The records beneath should be printed exactly, and the pictures are to be left out.

(Stored data entries)

BEGIN

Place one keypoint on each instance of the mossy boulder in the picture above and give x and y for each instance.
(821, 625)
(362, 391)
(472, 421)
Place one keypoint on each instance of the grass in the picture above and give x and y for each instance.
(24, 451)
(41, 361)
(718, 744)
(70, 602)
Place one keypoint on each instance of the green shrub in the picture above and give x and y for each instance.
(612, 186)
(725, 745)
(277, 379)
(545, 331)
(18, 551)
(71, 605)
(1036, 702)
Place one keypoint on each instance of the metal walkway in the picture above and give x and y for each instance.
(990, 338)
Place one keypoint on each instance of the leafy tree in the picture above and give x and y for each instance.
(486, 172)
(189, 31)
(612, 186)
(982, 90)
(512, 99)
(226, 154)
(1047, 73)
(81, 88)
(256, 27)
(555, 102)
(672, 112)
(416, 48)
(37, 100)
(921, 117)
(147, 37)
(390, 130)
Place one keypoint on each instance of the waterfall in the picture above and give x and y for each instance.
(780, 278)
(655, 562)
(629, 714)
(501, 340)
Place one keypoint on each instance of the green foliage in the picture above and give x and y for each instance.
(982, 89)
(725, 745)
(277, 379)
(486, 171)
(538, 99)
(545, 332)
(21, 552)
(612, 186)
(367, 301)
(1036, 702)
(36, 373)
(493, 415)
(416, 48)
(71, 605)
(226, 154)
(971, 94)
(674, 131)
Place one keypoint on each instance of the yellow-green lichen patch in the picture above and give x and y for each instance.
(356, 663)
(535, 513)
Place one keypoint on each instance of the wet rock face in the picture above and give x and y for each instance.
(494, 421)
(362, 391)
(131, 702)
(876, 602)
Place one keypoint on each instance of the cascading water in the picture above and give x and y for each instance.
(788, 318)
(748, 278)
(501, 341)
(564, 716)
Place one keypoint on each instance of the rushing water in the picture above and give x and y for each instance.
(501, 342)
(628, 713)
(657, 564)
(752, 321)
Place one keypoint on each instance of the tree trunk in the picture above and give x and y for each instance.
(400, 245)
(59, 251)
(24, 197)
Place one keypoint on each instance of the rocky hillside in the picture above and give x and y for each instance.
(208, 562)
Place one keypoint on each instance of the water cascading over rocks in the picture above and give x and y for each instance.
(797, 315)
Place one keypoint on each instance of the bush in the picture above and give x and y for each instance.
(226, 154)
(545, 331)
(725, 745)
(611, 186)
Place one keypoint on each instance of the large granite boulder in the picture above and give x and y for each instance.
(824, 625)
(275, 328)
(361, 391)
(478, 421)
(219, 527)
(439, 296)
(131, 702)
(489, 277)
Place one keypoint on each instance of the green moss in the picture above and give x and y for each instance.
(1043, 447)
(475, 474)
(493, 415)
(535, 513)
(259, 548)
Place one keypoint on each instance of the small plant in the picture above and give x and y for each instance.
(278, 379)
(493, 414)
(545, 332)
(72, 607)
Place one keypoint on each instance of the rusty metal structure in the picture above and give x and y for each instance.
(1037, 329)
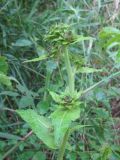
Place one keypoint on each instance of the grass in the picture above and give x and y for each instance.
(30, 21)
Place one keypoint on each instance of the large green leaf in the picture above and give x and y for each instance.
(88, 70)
(40, 125)
(40, 58)
(22, 43)
(62, 119)
(3, 65)
(5, 80)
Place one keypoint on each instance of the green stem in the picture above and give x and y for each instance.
(70, 72)
(47, 82)
(63, 146)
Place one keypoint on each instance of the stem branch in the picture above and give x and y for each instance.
(70, 72)
(63, 146)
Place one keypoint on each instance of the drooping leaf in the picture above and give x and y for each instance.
(26, 101)
(3, 65)
(88, 70)
(40, 58)
(40, 125)
(9, 136)
(39, 155)
(61, 119)
(5, 80)
(81, 38)
(22, 43)
(55, 97)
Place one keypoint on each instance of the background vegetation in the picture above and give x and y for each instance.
(23, 24)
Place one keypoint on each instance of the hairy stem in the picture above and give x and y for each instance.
(63, 146)
(70, 72)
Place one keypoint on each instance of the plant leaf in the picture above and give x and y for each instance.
(61, 119)
(88, 70)
(40, 125)
(22, 43)
(5, 80)
(3, 65)
(42, 57)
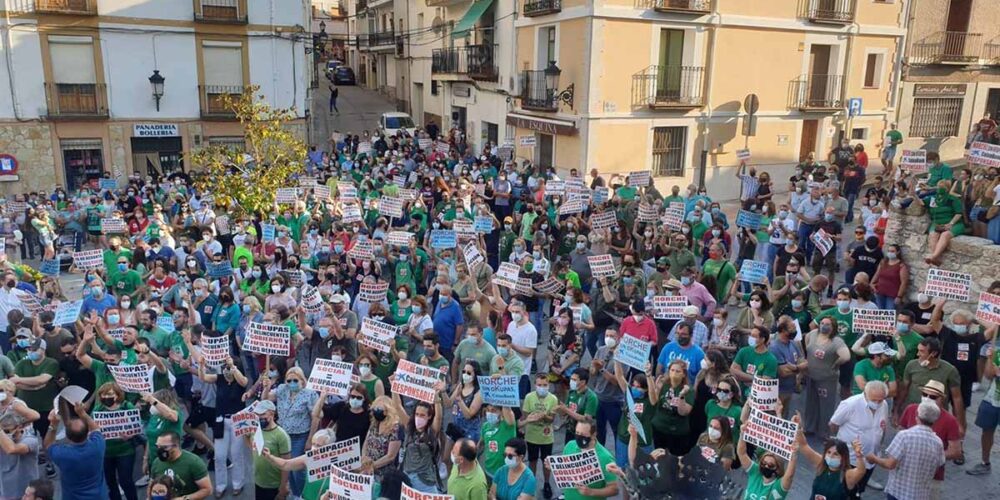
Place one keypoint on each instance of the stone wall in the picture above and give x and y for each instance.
(978, 257)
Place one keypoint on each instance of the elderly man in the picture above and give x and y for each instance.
(913, 456)
(864, 417)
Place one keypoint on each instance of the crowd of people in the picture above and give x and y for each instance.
(863, 402)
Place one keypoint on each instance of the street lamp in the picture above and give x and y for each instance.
(552, 73)
(156, 81)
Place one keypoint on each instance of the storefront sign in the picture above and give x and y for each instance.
(155, 130)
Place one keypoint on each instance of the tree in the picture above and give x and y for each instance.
(245, 180)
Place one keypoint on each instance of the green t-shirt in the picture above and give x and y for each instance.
(185, 471)
(494, 438)
(265, 474)
(869, 372)
(539, 432)
(605, 458)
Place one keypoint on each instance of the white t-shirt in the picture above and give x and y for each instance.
(524, 336)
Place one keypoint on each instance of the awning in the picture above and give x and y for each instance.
(470, 18)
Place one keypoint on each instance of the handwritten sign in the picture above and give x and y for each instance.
(500, 391)
(633, 352)
(415, 381)
(570, 471)
(601, 266)
(764, 393)
(120, 424)
(332, 376)
(771, 433)
(874, 321)
(344, 454)
(132, 378)
(948, 284)
(264, 338)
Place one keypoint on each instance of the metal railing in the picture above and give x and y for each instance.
(213, 103)
(830, 11)
(694, 6)
(534, 8)
(85, 7)
(76, 100)
(670, 86)
(947, 47)
(476, 61)
(220, 11)
(817, 92)
(535, 92)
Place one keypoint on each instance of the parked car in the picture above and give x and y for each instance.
(344, 76)
(392, 122)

END

> _Written reply_
Place one keypoint on each instance of the mossy boulder in the picture above and give x and y for each instance.
(821, 625)
(362, 391)
(472, 421)
Place one keypoint on each instance of the grass in the picture above and give x and y for each instance.
(24, 451)
(41, 361)
(718, 744)
(70, 602)
Place one keypoint on each instance of the green shrub in the picture above and give x and y for each instance.
(612, 186)
(725, 745)
(277, 379)
(545, 331)
(18, 551)
(71, 605)
(1036, 702)
Place one keypoint on each instance of the metal walkway in the picture above and give x and y for each instance.
(990, 338)
Place one keypoint on each instance of the leafy tree in the picture above and give x and y for each instance.
(486, 172)
(189, 31)
(612, 186)
(982, 90)
(512, 99)
(226, 154)
(1047, 73)
(81, 88)
(256, 27)
(555, 102)
(672, 112)
(416, 48)
(37, 100)
(921, 117)
(147, 37)
(390, 130)
Place one keypoint on each instance of the waterfall in the picture above and give x and y for each instance.
(780, 278)
(655, 562)
(629, 714)
(501, 340)
Place one keypoint on each instance of the green foliage in the picture above and give x and y for each instance.
(982, 89)
(725, 745)
(277, 379)
(486, 171)
(538, 99)
(545, 332)
(21, 552)
(612, 186)
(367, 301)
(1036, 702)
(36, 373)
(493, 415)
(416, 48)
(71, 605)
(226, 154)
(971, 94)
(674, 131)
Place one keypoint on each instance of the yellow-green lichen patch in the picture above and give x and y for each instance.
(356, 663)
(535, 513)
Place one keypoint on each instance of the wet rock face in the picture above and give x and y for each instance.
(494, 421)
(362, 391)
(131, 702)
(876, 602)
Place one keypoint on each instance of the cascading water in the picture above and give x and y for each instance.
(788, 318)
(748, 278)
(501, 341)
(564, 716)
Place one keypoint on each instance of the rushing water in the picture above and give x and y for each instance.
(501, 342)
(628, 713)
(657, 564)
(752, 321)
Place one keypoint on each instance of the tree trunk in the picture above and give x and y for each instance.
(400, 245)
(59, 251)
(24, 197)
Place one keypoint on each instance of the rocky hillside in the picture above and give x and y for each instance.
(208, 562)
Place one keypoint on each instance of the water cascading over rocks in the picture above and give x and y for each instance.
(797, 315)
Place one keypoint on each instance of the bush in the picture above and give x and y for each instance.
(226, 154)
(545, 331)
(725, 745)
(611, 186)
Place one keypoint on each instance of the large granite boulder in the picture above and give x and y for each instance.
(824, 625)
(275, 328)
(361, 391)
(478, 421)
(219, 527)
(439, 296)
(131, 702)
(489, 277)
Place one keypoint on each instance of the green moss in the picture above and give x and y for each instance.
(1043, 447)
(475, 474)
(493, 415)
(535, 513)
(259, 548)
Place one keypoint on each instance of the small plant in the picture above and give x and y for each instance.
(278, 379)
(493, 414)
(545, 332)
(72, 607)
Place one keypoint on each instance of the rusty metal structure in the picture above and give x and y for each instance.
(1037, 329)
Place one keypoint on each instance of the grass in the picture above and give x and y for each instance.
(30, 21)
Place one keypoint on each instance of the large green leaf in the picture above and give x and y for each instance.
(88, 70)
(40, 125)
(40, 58)
(22, 43)
(62, 119)
(3, 65)
(5, 80)
Place one keypoint on each instance of the green stem in the picture above and give x and y for each instance.
(70, 72)
(47, 82)
(63, 146)
Place one keypoint on each instance of the stem branch in the picture above and give x and y for each instance.
(70, 72)
(63, 146)
Place one keypoint on each instance of the drooping leaf in the picture above and give x and y for each instance.
(26, 101)
(3, 65)
(88, 70)
(40, 58)
(40, 125)
(9, 136)
(39, 155)
(61, 119)
(5, 80)
(81, 38)
(22, 43)
(55, 97)
Place one keypoint on each instance of the background vegetation in the picture above and give x and y for each instance.
(23, 24)
Place one keypoint on each instance of the hairy stem in the picture above and give x and y for each instance.
(63, 146)
(70, 72)
Place one keypoint on each instance of the plant leaf in the picture above and give x and y for each instance.
(61, 119)
(88, 70)
(40, 125)
(22, 43)
(5, 80)
(3, 65)
(42, 57)
Place one keypoint on each instance of the stone wall in the picture above and give x and y for each instance.
(978, 257)
Place one keypoint on each instance of the elderly man in the picture above and give x and y for each instance.
(913, 456)
(864, 417)
Place one keypoint on each instance of the crowd of people in the picture above and give x and y for each instance.
(863, 402)
Place one keypoint on each instance of the street lamp in the picture above and give x and y for each instance.
(552, 73)
(156, 81)
Place one keypoint on each instance of the storefront sign in the picture above and give x and y for each instance.
(155, 130)
Place one keypoint on each instance of the tree in the picture above and give x and y for each instance.
(245, 180)
Place one keypoint on each instance of the green t-shirt in the picture above and give x and y for each instance.
(185, 471)
(494, 438)
(265, 474)
(869, 372)
(539, 432)
(605, 458)
Place one keypoint on each instance of the white t-shirt in the picture above and give x and y for each instance.
(524, 336)
Place one keypoint on each instance of the awning in the picture above and give x and y for each instance.
(470, 18)
Place one keypoint on each instance of the handwritten sign in the picture above and give x and y for each instance.
(500, 391)
(633, 352)
(415, 381)
(570, 471)
(601, 266)
(764, 393)
(120, 424)
(332, 376)
(771, 433)
(874, 321)
(344, 454)
(132, 378)
(948, 284)
(264, 338)
Place one keypoint on each instance of the metal railing in the picture above and give x and y for each instance.
(213, 103)
(830, 11)
(694, 6)
(534, 8)
(85, 7)
(76, 100)
(670, 86)
(947, 47)
(476, 61)
(220, 11)
(817, 92)
(535, 92)
Place one keypoint on each instance of the parked car in the picture above and give x and y for each instance.
(344, 76)
(392, 122)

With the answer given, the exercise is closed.